* _Travail à réaliser_:
1. Relevez les noms propres d'établissements, d'administrations et de médias cités dans l'extrait sur la demande étudiante adressée à la Ville de Québec.
2. Prolongez l'extrait sur la demande étudiante adressée à la Ville de Québec en rédigeant la suite qui vient après sa dernière phrase.

* _Extrait du document_:
════════
La demande en question provenait de deux étudiants, qui dans le cadre d’un séminaire thématique à la maîtrise en arts visuels de l’Université Laval, ont réalisé un projet qui « cartographiait » la disparité homme-femme dans deux publications couvrant l’histoire des artistes importants de la préhistoire à aujourd’hui. En faisant cette recherche, ces étudiantes ont constaté que près de 50% des étudiants de première année à la maîtrise étaient âgés de plus de 35 ans.
C’est dans ce contexte qu’elles ont envoyé un document intitulé « Une relève : pour une révision des critères d’adminisssibilité au sein des organismes de subvention à la culture à la Ville de Québec », par courriel, à l’administration municipale.
Le 18 décembre, la Ville a répondu défavorablement à cette demande, dans un courriel obtenu par Le Carrefour.
════════
* _Données à examiner_:
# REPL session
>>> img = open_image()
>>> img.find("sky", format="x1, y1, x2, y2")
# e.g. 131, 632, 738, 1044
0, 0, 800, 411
════════
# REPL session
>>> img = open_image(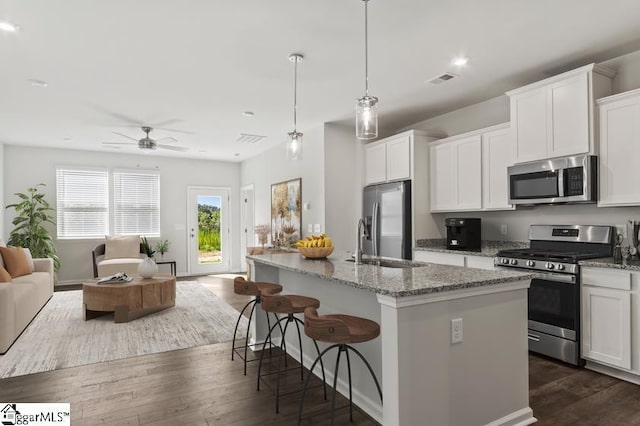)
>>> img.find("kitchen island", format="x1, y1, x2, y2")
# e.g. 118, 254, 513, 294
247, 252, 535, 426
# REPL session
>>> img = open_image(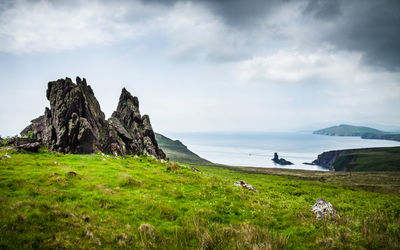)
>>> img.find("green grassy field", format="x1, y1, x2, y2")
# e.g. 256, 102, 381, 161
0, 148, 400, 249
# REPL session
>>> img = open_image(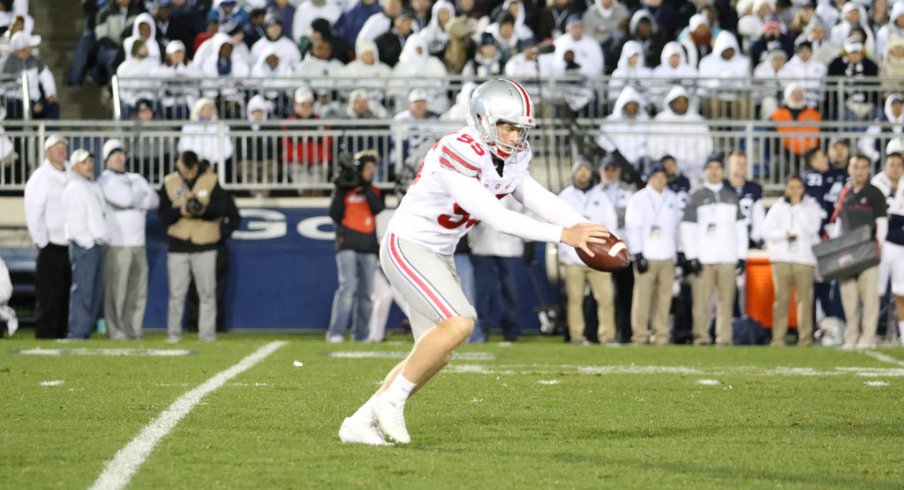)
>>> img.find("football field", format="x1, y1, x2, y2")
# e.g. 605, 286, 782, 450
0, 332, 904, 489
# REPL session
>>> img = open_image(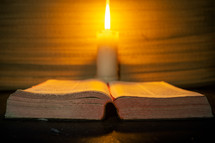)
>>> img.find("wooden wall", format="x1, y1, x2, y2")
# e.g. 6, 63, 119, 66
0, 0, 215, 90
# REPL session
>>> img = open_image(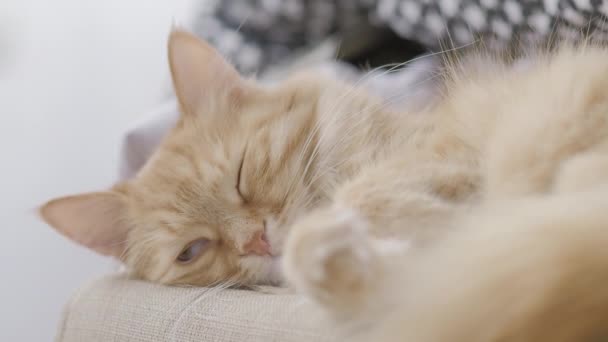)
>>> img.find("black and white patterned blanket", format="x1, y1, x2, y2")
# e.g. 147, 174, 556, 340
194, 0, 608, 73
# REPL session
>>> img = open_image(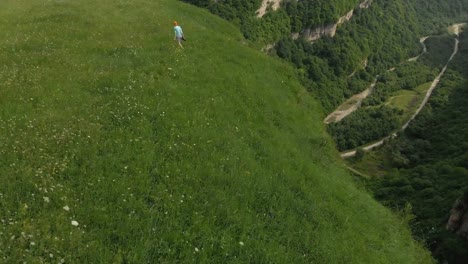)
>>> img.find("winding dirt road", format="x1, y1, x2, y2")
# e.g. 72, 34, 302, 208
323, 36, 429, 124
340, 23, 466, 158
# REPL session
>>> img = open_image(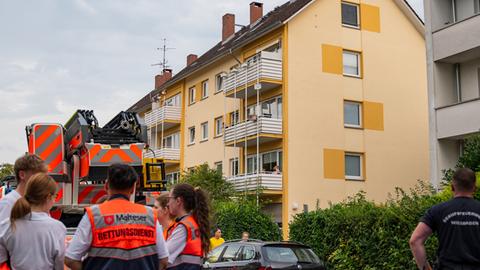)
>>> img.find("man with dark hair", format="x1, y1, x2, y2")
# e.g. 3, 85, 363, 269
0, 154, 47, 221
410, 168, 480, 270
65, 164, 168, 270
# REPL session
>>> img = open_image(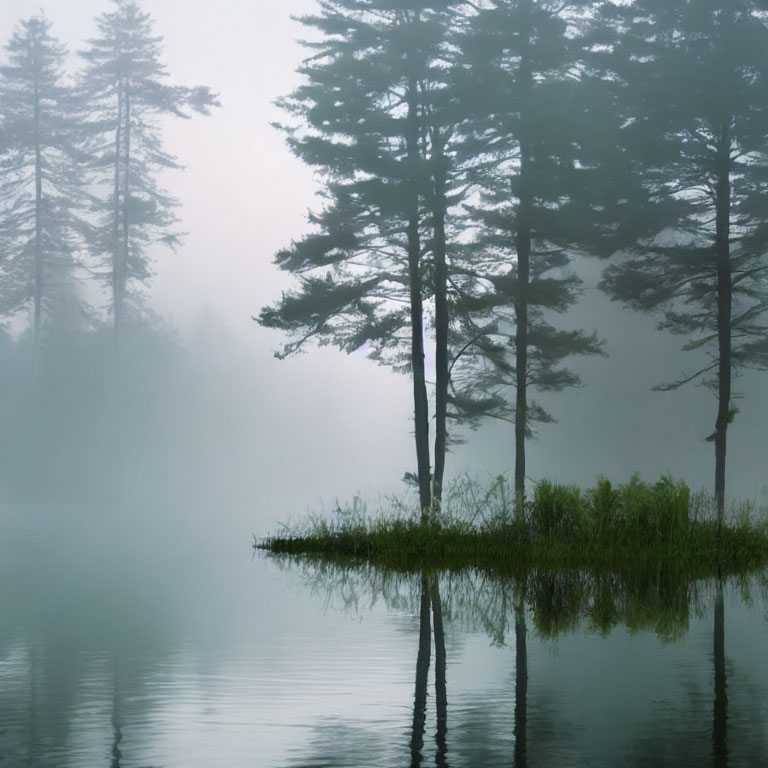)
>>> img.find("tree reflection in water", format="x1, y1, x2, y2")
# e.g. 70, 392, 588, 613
════════
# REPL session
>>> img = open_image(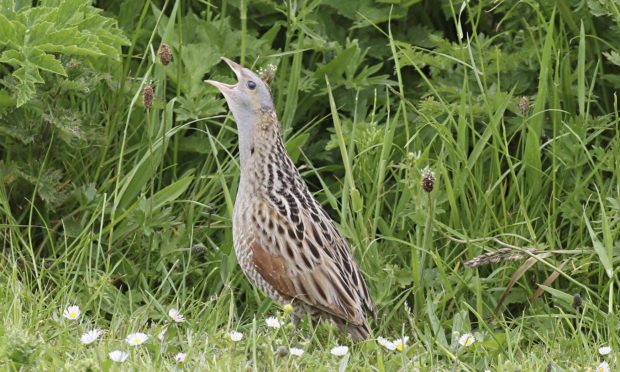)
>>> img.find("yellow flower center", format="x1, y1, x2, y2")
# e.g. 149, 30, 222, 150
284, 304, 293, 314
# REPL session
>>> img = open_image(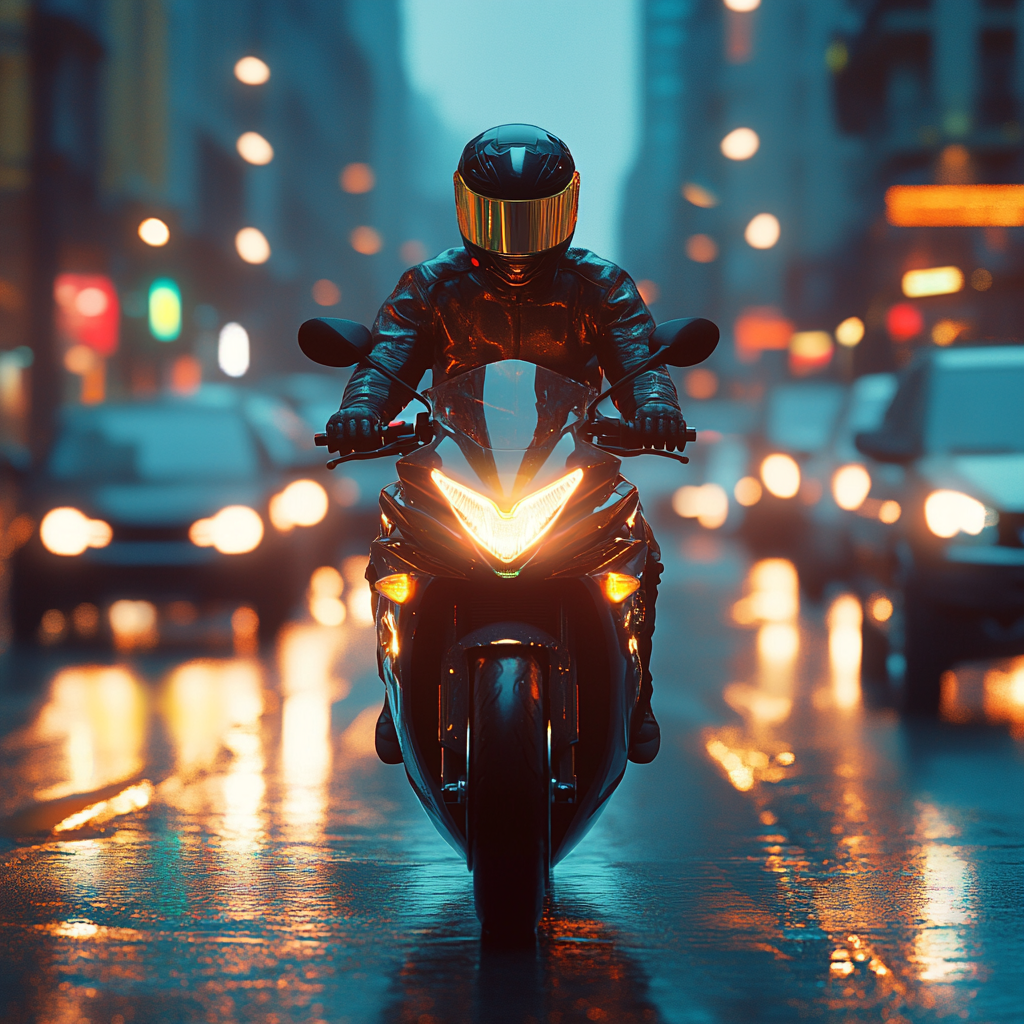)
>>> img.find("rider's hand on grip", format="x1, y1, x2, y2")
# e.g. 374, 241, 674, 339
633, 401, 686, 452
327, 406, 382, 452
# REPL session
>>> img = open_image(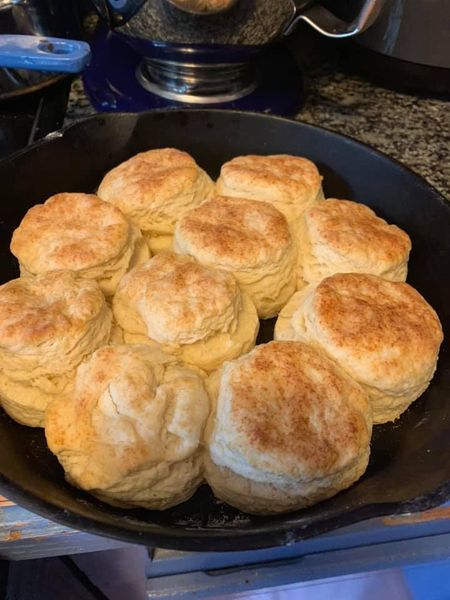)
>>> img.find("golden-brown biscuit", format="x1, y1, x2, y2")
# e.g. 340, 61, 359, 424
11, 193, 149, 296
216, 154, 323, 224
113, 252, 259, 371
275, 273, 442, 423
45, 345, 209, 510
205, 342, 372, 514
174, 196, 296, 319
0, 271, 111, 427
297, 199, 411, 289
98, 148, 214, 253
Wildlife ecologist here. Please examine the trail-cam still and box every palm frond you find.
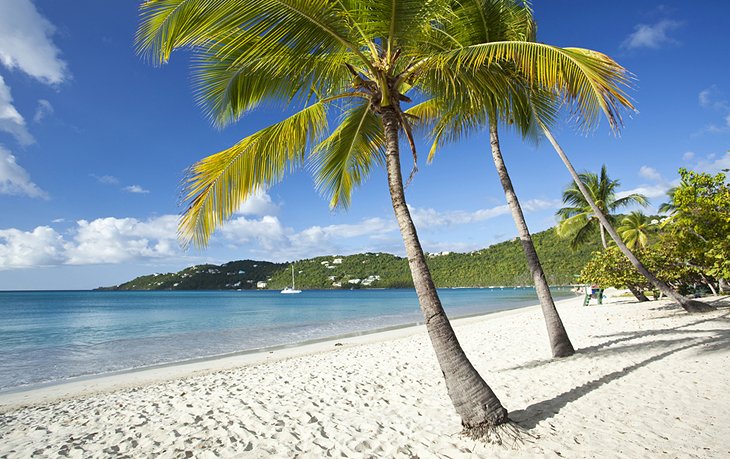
════════
* _Réponses dans l'ordre_:
1. Université Laval ; Ville de Québec ; Le Carrefour

2.
« Bien que cette demande nous a déjà été acheminée à quelques reprises au cours des dernières années, la Ville de Québec et le ministère de la Culture et des Communications ont fait le choix de conserver les fondements de ce programme (…), peut-on lire dans ce courriel. Aussi, pour votre information, on compte en moyenne 60% de femmes qui a bénéficié de Première Ovation en 2020. Les disciplines comme le design rejoignent 50% de femmes ou encore la danse avec 90%. Seule la musique a une participation féminine minoritaire avec 23%. »
Il n’est pas clair si les élus de l’administration ont ou non vu passer la demande avant que le Service de la culture transmette cette réponse. Selon le fonctionnement habituel des choses dans l’appareil municipal, il serait naturel que les élus aient été consulté, mais le contraire n’est pas impossible.
Rappelons que le samedi 18 décembre était le lendemain du vote du budget 2022, dans lequel rien n’a été prévu à cet effet, de même d’ailleurs que dans l’entente de développement culturel 2021-2024. Selon nos informations, le Service de la culture travaillerait pour revoir le programme en vue de 2023 ou 2024, conformément à l’engagement électoral de Québec Forte et Fière.
Et Première Ovation ?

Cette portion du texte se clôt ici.